START Excerpt

Monday, December 12, 2016

Science and Faith (not by Mary Baker Eddy)

Yesterday's talk on "Science and Faith" was enlightening. A key insight was that some study science for many of the same reasons that some study faith. These sets overlap, as in the case of our speaker, Bishop Katharine Jefferts Schori, an oceanographer and former presiding bishop of the Episcopal Church. (I'll not comment on Jefferts Schori's theology, except to say it came up only peripherally in yesterday's talk.)

So why do people study science? And faith? For one thing, they (we) are inspired by wonder and a desire for understanding. We bring passion to our study: a love of beauty and excellence. An elegant theory is a beautiful one, in both fields.

Both science and faith have history and tradition; both are done in community. And in both fields, advancement comes from questions. (Questions can also bring trouble, which occurs to me just as I type these notes.)

Change is often resisted by the community, but if the community is healthy, new ideas are evaluated according to their merits. The Bereans, for example, upon hearing new ideas from Paul and Silas, judged these ideas for their content, rather than on their political implications (Acts 17:11). Contrast this with the reactions of the Thessalonians in Acts 17:5-7.

Science, too, has good examples and bad. The good examples we consider normative and typical, as we'd like them to be. But bad examples abound. Think of Semmelweis and hand-washing, Galileo and his debunking of Aristotle, or the chilly reception the Big Bang theory got in the previous century.

So religion and science have more similarities than I'm accustomed to think. This puts me in mind of a class Carol and I took some time back, "Encountering the World of Islam," where a key insight for me was that there are a lot more similarities than differences.

Differences there are, to be sure—fundamental differences in fact. But similarities abound. In science and faith, in Islam and Christianity, there are good characters and bad, those motivated by truth and those motivated by self-interest. Well, that's a bit simplistic; we all have mixed motives, but some are more willing, perhaps more able, to accept truth when it surprises them.

Math == Theology?

During the Q&A period after the talk, a man across the room said that with new ideas in science, we can test them via evidence. If people can run experiments similar to yours and get similar results, they can confirm the theory. But for theology, where's the evidence?

The bishop replied that there's the evidence of a life well-lived, but that the time scale is quite different.

But I was stuck on the idea of running experiments. You can run experiments in physics or chemistry or even psychology. Neuroscience. But mathematics? (I studied math in college.)

A mathematical proof is an argument by which you try to force the other guy to accept your claim. Well, all scientific proofs are, I guess, but you can't run math experiments very easily; you appeal to past results, you apply axioms and rules and theorems to one formula to get another, and someone can say you've made an incorrect inference, if you have. But there's no experimenting.

END Excerpt

> [Check your understanding]:
A - Can you reproduce the passage from the post on science and faith, starting with "Both science and" and going on through "type these notes.)"?
B - Answer these about the post on science and faith:
(i) Who gave the talk on "Science and Faith"?
(ii) What was the name of the class the writer and Carol took?
(iii) What did the writer study in college?
C - How would you render this sentence from the post on science and faith in Spanish: "Both science and faith have history and tradition; both are done in community."

START Given information

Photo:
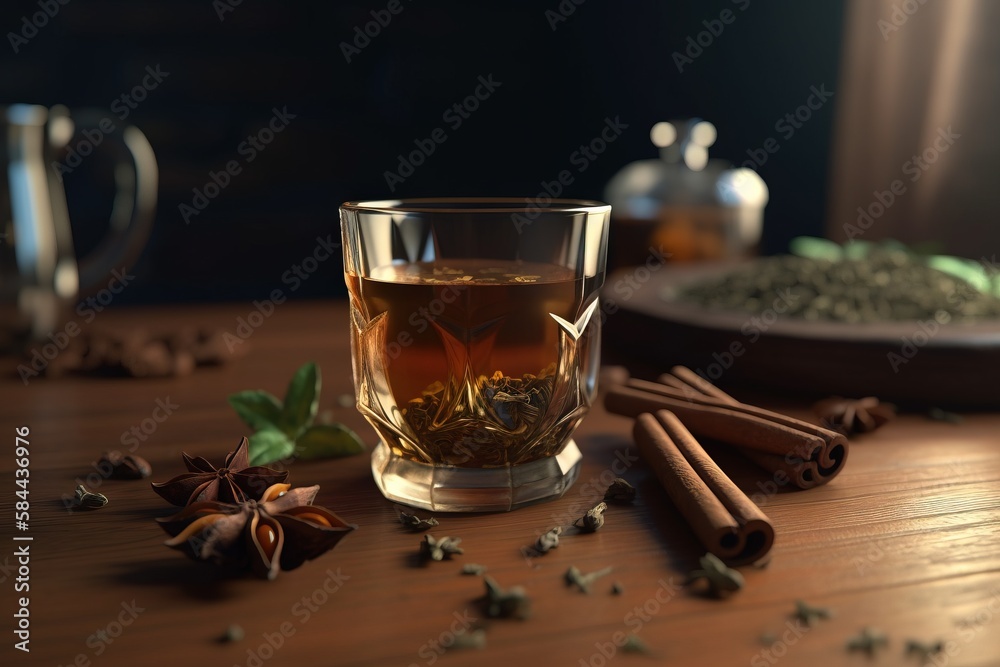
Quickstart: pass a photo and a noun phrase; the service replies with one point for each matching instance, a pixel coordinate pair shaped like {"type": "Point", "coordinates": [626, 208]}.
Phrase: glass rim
{"type": "Point", "coordinates": [479, 205]}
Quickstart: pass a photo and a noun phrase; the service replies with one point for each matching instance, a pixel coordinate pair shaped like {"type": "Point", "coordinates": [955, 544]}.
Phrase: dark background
{"type": "Point", "coordinates": [352, 120]}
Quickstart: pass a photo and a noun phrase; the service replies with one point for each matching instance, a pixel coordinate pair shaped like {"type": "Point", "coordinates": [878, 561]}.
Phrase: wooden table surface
{"type": "Point", "coordinates": [906, 539]}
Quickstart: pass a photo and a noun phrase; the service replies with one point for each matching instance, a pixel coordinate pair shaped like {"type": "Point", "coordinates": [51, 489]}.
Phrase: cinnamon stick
{"type": "Point", "coordinates": [725, 520]}
{"type": "Point", "coordinates": [807, 454]}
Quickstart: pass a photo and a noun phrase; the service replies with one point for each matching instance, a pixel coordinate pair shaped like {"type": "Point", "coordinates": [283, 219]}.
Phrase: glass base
{"type": "Point", "coordinates": [454, 489]}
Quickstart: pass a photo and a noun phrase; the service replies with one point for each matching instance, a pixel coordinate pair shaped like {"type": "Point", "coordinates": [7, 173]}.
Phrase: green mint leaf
{"type": "Point", "coordinates": [258, 409]}
{"type": "Point", "coordinates": [268, 446]}
{"type": "Point", "coordinates": [323, 441]}
{"type": "Point", "coordinates": [301, 400]}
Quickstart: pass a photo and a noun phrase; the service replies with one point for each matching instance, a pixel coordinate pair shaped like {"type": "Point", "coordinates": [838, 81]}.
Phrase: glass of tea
{"type": "Point", "coordinates": [475, 344]}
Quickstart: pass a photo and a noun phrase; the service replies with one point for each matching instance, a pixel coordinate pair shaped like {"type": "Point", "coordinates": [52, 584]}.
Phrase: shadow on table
{"type": "Point", "coordinates": [198, 581]}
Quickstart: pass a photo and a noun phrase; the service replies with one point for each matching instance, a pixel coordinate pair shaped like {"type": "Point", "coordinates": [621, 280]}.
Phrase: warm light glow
{"type": "Point", "coordinates": [663, 134]}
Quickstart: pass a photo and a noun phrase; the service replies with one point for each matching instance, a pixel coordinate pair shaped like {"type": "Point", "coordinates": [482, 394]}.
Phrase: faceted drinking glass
{"type": "Point", "coordinates": [475, 344]}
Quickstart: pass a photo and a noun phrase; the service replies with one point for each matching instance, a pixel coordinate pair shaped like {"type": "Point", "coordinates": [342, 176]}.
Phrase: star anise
{"type": "Point", "coordinates": [280, 532]}
{"type": "Point", "coordinates": [235, 482]}
{"type": "Point", "coordinates": [854, 415]}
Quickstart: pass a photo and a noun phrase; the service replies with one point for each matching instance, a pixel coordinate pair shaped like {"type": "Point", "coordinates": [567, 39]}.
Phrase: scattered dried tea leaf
{"type": "Point", "coordinates": [549, 540]}
{"type": "Point", "coordinates": [852, 416]}
{"type": "Point", "coordinates": [620, 491]}
{"type": "Point", "coordinates": [415, 524]}
{"type": "Point", "coordinates": [593, 519]}
{"type": "Point", "coordinates": [635, 645]}
{"type": "Point", "coordinates": [439, 549]}
{"type": "Point", "coordinates": [125, 466]}
{"type": "Point", "coordinates": [721, 579]}
{"type": "Point", "coordinates": [88, 500]}
{"type": "Point", "coordinates": [937, 414]}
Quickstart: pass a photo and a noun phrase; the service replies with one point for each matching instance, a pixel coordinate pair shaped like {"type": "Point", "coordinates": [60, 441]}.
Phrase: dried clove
{"type": "Point", "coordinates": [808, 614]}
{"type": "Point", "coordinates": [593, 519]}
{"type": "Point", "coordinates": [415, 524]}
{"type": "Point", "coordinates": [439, 549]}
{"type": "Point", "coordinates": [88, 500]}
{"type": "Point", "coordinates": [721, 579]}
{"type": "Point", "coordinates": [574, 577]}
{"type": "Point", "coordinates": [124, 466]}
{"type": "Point", "coordinates": [549, 540]}
{"type": "Point", "coordinates": [510, 603]}
{"type": "Point", "coordinates": [470, 639]}
{"type": "Point", "coordinates": [924, 651]}
{"type": "Point", "coordinates": [869, 640]}
{"type": "Point", "coordinates": [620, 491]}
{"type": "Point", "coordinates": [234, 633]}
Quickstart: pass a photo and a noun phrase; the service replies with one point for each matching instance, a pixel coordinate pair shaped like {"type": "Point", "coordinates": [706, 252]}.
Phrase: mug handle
{"type": "Point", "coordinates": [136, 182]}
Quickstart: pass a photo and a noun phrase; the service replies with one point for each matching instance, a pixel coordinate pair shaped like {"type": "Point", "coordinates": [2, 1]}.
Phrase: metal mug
{"type": "Point", "coordinates": [40, 275]}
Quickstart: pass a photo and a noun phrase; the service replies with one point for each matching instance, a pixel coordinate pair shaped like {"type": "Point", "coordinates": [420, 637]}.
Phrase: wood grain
{"type": "Point", "coordinates": [907, 539]}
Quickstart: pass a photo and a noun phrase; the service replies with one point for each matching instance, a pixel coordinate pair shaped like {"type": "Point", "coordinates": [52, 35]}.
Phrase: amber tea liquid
{"type": "Point", "coordinates": [473, 363]}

END Given information

> [Your responses]:
A -
Both science and faith have history and tradition; both are done in community. And in both fields, advancement comes from questions. (Questions can also bring trouble, which occurs to me just as I type these notes.)

B -
(i) Bishop Katharine Jefferts Schori
(ii) "Encountering the World of Islam"
(iii) Math

C - Tanto la ciencia como la fe tienen historia y tradición; ambas se practican en comunidad.